▶ [TASK BRIEF]: Look for the line with "of the ground"; please transcribe it and every later line in the entries exactly, up to the end, leaving pictures out.

Stored data entries
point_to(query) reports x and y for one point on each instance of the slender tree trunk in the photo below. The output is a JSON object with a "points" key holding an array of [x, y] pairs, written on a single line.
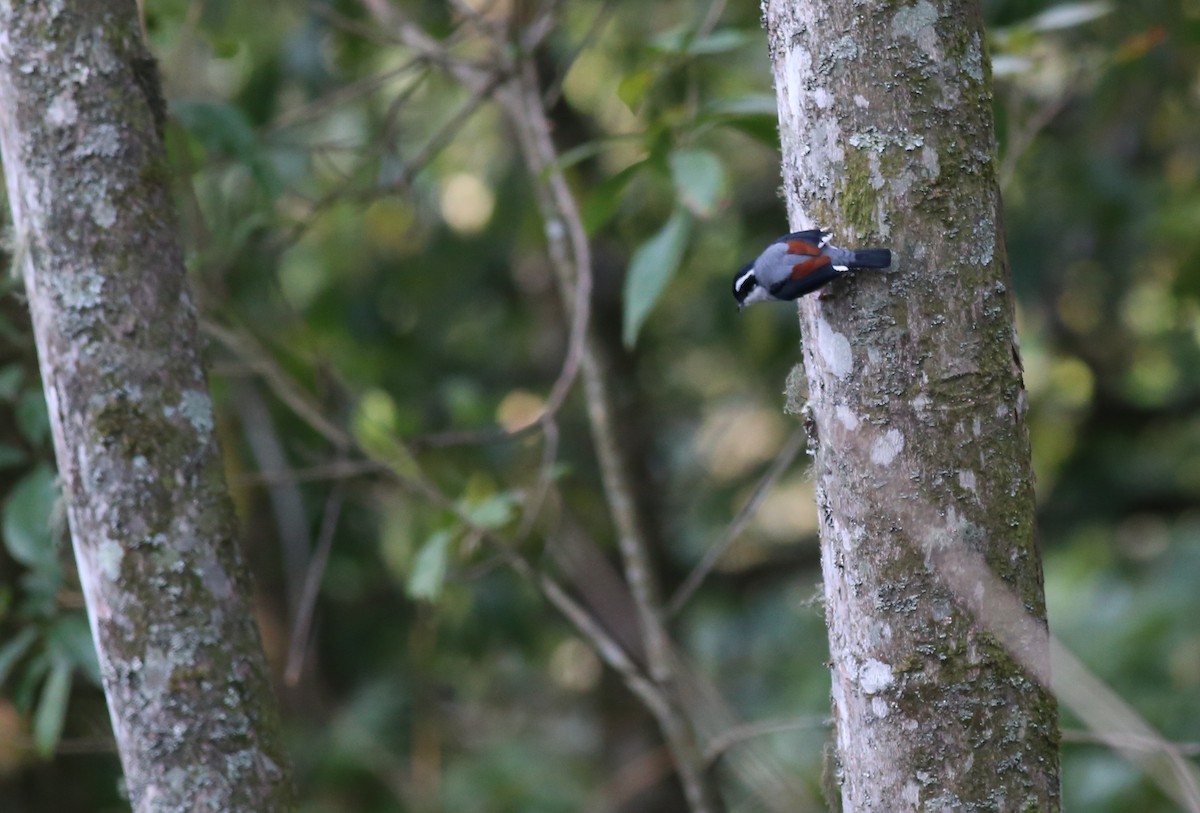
{"points": [[917, 408], [154, 531]]}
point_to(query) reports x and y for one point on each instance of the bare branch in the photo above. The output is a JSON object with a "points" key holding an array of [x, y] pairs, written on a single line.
{"points": [[714, 554]]}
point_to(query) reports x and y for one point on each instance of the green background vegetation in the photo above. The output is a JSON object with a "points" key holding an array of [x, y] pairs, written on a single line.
{"points": [[387, 256]]}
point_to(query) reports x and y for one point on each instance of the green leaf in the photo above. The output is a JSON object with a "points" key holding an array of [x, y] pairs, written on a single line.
{"points": [[651, 269], [1069, 14], [429, 573], [70, 639], [11, 378], [226, 131], [373, 426], [15, 650], [52, 709], [700, 179], [604, 202], [28, 517], [33, 420], [11, 456]]}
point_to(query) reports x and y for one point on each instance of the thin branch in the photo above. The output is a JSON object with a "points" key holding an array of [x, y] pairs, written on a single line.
{"points": [[301, 627], [285, 389], [739, 734], [713, 555], [325, 471]]}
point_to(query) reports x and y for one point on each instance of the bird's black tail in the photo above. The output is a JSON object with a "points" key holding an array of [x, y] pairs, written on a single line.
{"points": [[871, 258]]}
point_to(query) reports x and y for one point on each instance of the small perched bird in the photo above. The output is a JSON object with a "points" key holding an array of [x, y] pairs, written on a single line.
{"points": [[798, 264]]}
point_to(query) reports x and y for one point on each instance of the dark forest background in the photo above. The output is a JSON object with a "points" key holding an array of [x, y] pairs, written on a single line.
{"points": [[367, 254]]}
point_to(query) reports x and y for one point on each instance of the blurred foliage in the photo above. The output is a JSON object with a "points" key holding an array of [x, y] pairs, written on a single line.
{"points": [[371, 224]]}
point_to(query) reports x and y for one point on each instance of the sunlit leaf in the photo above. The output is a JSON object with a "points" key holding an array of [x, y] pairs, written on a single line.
{"points": [[11, 456], [1069, 14], [430, 567], [11, 378], [492, 512], [33, 420], [682, 41], [699, 178], [223, 130], [651, 269], [52, 709], [373, 426], [27, 519], [605, 200]]}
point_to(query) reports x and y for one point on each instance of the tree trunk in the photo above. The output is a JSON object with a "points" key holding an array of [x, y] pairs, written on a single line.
{"points": [[154, 530], [922, 456]]}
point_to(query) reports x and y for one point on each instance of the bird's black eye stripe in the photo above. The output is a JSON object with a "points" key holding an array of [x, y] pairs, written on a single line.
{"points": [[744, 282]]}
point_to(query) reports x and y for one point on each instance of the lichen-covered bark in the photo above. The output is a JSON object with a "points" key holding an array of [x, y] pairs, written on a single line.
{"points": [[917, 408], [153, 527]]}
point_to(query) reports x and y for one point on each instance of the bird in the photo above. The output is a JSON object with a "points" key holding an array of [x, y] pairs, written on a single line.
{"points": [[801, 263]]}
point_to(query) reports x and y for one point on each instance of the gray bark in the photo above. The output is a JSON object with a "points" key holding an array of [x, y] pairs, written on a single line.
{"points": [[917, 407], [153, 527]]}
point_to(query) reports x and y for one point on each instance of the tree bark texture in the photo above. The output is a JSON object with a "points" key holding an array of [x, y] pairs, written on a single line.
{"points": [[917, 407], [153, 527]]}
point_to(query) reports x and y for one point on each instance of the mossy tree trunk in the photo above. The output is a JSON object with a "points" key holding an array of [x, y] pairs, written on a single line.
{"points": [[154, 530], [917, 408]]}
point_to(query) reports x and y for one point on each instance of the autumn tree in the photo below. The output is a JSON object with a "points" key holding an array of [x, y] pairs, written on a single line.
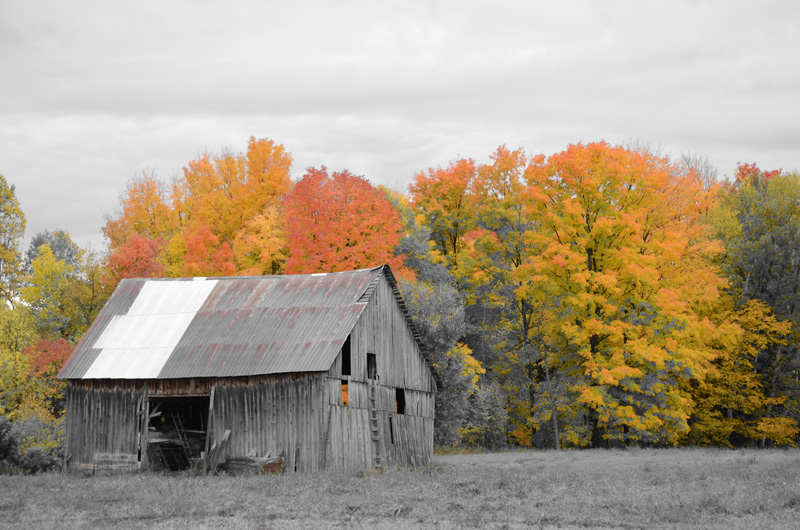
{"points": [[219, 217], [60, 244], [12, 228], [731, 406], [759, 224], [620, 253], [339, 222], [145, 210], [445, 196]]}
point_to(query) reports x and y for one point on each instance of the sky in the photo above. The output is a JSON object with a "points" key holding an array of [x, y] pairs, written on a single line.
{"points": [[94, 93]]}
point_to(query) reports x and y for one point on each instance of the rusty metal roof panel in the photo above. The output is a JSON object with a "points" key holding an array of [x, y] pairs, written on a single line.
{"points": [[170, 328]]}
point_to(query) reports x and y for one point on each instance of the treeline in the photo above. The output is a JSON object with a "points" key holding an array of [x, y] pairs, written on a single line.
{"points": [[600, 296]]}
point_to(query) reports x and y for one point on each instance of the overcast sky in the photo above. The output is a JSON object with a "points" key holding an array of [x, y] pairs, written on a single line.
{"points": [[93, 93]]}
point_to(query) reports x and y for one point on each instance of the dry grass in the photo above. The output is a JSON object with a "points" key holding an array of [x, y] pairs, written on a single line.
{"points": [[647, 489]]}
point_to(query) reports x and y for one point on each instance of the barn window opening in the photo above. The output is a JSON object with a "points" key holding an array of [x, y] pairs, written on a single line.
{"points": [[372, 366], [176, 434], [346, 370], [400, 401]]}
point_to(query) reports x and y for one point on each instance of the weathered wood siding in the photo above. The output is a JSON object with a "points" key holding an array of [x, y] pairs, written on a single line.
{"points": [[404, 439], [280, 413], [104, 423], [382, 330]]}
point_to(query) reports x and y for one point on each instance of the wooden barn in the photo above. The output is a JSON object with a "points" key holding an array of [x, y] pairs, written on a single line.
{"points": [[325, 370]]}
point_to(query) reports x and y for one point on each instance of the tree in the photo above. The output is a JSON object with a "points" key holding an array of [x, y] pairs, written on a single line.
{"points": [[260, 246], [445, 195], [731, 405], [146, 210], [759, 224], [12, 228], [621, 254], [45, 295], [137, 258], [339, 222], [220, 206], [61, 245]]}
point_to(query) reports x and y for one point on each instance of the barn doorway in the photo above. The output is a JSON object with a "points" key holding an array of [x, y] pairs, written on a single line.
{"points": [[176, 436]]}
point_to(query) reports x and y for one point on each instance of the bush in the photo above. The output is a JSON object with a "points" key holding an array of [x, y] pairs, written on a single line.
{"points": [[31, 445]]}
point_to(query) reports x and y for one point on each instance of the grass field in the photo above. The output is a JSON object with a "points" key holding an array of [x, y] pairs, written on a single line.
{"points": [[647, 489]]}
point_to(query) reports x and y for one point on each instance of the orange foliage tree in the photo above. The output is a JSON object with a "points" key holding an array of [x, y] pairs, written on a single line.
{"points": [[620, 256], [339, 222], [211, 221]]}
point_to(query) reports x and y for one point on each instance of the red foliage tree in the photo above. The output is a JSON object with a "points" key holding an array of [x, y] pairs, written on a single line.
{"points": [[339, 222]]}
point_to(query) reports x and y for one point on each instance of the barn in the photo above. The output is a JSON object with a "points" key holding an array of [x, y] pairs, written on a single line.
{"points": [[325, 370]]}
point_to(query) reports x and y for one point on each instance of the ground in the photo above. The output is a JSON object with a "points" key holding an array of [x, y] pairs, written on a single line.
{"points": [[626, 489]]}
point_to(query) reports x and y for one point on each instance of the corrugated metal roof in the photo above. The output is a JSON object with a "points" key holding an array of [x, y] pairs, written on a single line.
{"points": [[172, 328]]}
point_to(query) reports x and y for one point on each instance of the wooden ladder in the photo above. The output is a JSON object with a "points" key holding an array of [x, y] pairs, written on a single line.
{"points": [[375, 428]]}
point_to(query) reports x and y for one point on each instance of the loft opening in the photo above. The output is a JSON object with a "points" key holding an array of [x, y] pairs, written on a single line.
{"points": [[176, 437], [346, 365], [372, 366], [400, 401]]}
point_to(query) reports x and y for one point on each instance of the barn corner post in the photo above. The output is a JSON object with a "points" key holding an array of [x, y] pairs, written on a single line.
{"points": [[143, 413]]}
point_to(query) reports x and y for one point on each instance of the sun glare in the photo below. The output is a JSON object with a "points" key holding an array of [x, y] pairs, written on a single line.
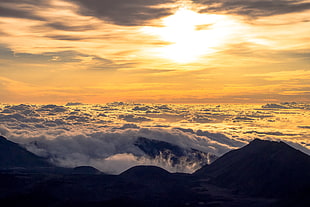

▶ [WRITTEN SOLUTION]:
point_to(query) reports x and y for one point on each instance of the ground in the photo above. The output is a JSON object with a "points" key holding an array of [x, y] pairs, written on a single line.
{"points": [[626, 489]]}
point_to(query) reports x and y for one point on each instance of the corrugated metal roof in the photo above. The output is a JSON object with a "points" key holding an array of [x, y] pairs, written on a single line.
{"points": [[172, 328]]}
point_to(query) reports x and y for one point on each instance of the wooden ladder in the photo above. The output is a JSON object with a "points" key holding an array of [x, y] pairs, written on a single line.
{"points": [[375, 428]]}
point_to(query) reports x and y for one point on each instance of the loft opening in the photo above. The output is a JSON object with a "points" key holding an array of [x, y] pairs, written on a single line.
{"points": [[176, 437], [346, 365], [372, 366], [400, 401]]}
point_to(query) reports x and y for one point on each instance of the barn corner post in the photo above. The output is a JSON object with a "points" key holding an array of [x, y] pairs, written on a single line.
{"points": [[143, 413]]}
point_to(query) reports x and y for one point on each instance of the sun glare in the photo below. The output is a JSON object with a "points" key holding an array of [x, y] pairs, written on a single line.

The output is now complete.